*Your objective*.
Convert all of the material below into a numbered list with one line per item, and leave out any blank lines.

[Excerpts of location labeling data]
>> BEGIN
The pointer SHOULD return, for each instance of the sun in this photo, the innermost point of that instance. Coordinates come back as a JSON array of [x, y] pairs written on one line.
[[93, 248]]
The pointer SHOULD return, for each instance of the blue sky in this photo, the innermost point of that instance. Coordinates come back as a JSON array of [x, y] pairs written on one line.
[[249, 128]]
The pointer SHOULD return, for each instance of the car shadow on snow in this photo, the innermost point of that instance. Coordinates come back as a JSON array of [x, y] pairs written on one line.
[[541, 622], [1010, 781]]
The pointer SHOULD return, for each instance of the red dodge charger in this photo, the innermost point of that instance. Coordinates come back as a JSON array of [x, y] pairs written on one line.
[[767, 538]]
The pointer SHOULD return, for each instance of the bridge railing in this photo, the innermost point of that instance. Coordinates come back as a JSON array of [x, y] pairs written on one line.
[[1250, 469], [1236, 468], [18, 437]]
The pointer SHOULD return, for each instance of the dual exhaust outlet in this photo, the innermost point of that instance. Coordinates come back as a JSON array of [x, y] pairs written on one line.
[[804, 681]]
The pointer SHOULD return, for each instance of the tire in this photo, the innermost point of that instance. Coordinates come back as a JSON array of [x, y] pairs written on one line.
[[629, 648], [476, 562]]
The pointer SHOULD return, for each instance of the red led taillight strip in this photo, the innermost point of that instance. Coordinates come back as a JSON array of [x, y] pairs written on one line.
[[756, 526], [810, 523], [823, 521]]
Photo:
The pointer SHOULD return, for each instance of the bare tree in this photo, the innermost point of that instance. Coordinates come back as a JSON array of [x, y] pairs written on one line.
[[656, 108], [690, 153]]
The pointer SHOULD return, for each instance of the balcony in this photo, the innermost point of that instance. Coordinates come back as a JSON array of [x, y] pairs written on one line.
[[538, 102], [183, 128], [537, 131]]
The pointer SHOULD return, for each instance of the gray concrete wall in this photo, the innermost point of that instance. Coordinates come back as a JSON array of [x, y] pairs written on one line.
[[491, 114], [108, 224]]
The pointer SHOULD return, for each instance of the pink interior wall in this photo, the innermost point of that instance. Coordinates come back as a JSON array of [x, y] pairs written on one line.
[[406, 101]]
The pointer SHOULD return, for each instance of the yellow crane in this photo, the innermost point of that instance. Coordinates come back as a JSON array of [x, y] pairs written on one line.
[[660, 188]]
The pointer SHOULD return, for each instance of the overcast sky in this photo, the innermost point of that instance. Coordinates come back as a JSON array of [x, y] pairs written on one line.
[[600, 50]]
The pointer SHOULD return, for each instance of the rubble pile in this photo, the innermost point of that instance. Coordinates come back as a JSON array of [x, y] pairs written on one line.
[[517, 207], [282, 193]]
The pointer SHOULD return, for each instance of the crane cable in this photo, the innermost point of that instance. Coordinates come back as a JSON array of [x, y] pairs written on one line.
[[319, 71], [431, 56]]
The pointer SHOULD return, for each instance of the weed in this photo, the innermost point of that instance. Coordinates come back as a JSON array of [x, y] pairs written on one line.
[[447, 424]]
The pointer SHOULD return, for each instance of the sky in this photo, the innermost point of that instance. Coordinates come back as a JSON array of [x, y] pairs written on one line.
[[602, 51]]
>> END
*Solution to this task*.
1. The pointer SHOULD return, for each instance of the sun in this photo, the innermost point of that instance. Coordinates come back as a JSON array of [x, y] pairs written on one line.
2. [[93, 248]]
3. The pointer SHOULD return, for each instance of the blue sky in this photo, the innermost point of that instance. Coordinates come back as a JSON array of [x, y] pairs written on one line.
4. [[249, 128]]
5. The pointer SHOULD return, for each instance of the car shadow on snow in this photo, the innermost point of that instance. Coordinates come back as a JSON array of [x, y] pairs written on one line.
6. [[541, 622], [1010, 781]]
7. The pointer SHOULD return, for each instance of the red dodge charger in this photo, the innermost point of that instance. Coordinates come back as a JSON array of [x, y] pairs written on one line.
8. [[767, 538]]
9. The pointer SHOULD return, for each instance of the bridge railing in this photo, the innermost point of that instance. Coordinates come back as a JSON array of [x, y] pairs written on one line.
10. [[1250, 469], [1236, 468], [18, 437]]
11. The pointer SHOULD return, for each instance of the dual exhaust outlet in this photo, the innermost point of that instance. Coordinates come back as a JSON array of [x, y] pairs written on one line.
12. [[804, 681]]
13. The pointer SHOULD return, for each instance of the tire in this photo, the innermost point of that instance. Coordinates come back as a JSON array of [x, y] pairs written on one line.
14. [[629, 648], [476, 562]]
15. The pointer SHOULD return, for each instance of the red led taillight strip in this photo, the innermost point of that instance. Coordinates come back as a JSON array of [x, y] pairs written on one line.
16. [[756, 526], [810, 523], [823, 521]]
17. Photo:
18. The pointer SHOULD return, for each instance of the bare tree in this photo, the innermost point of that instance. Coordinates come back as a JSON array of [x, y] pairs written on one line.
19. [[656, 108], [690, 153]]
20. The pointer SHOULD return, for each instance of the balcony in this photo, the innermost point of that instance. Coordinates come back as a JSON array of [x, y] pairs written on one line.
21. [[538, 102], [183, 128], [537, 131]]
22. The pointer SHOULD return, for each instance of the gray concrete wall in this photo, the innermost point of that instance. Coordinates come back as a JSON array of [x, y] pairs written on one line.
23. [[491, 114], [108, 224]]
24. The pointer SHOULD return, for each instance of the pink interior wall in this photo, the innermost point of that instance. Coordinates come back as a JSON array of [x, y] pairs written on one line.
25. [[406, 101]]
26. The pointer SHOULD return, for each instance of the yellow crane in this photo, the innermost point of that instance. Coordinates come back as a JSON array of [x, y] pairs written on one line.
27. [[660, 188]]
28. The pointer SHOULD return, for each instance of the overcast sky in this photo, the innermost point of that instance. Coordinates come back as a JSON array of [x, y] pairs written on one line.
29. [[600, 50]]
30. The pointer SHOULD return, for each instance of the rubble pile in this photo, the innermost point of that instance. Coordinates come back as a JSON array of [x, y] pairs written on one line.
31. [[517, 207], [282, 193]]
32. The pointer SHOULD return, for each instance of the crane cable in this photo, the innermost point of that instance. Coordinates come back as a JSON array of [x, y] pairs written on one line.
33. [[319, 71], [431, 56]]
34. The pointer SHOULD return, for each instance of the weed in this photo, the innermost point of that instance. Coordinates come back as a JSON array of [x, y] pairs written on one line.
35. [[447, 424]]
36. The pointer SHOULD return, for each instance of the sky in this photo, the innermost point of that instance. Coordinates come back as a JSON array of [x, y] pairs written on one line.
37. [[602, 51]]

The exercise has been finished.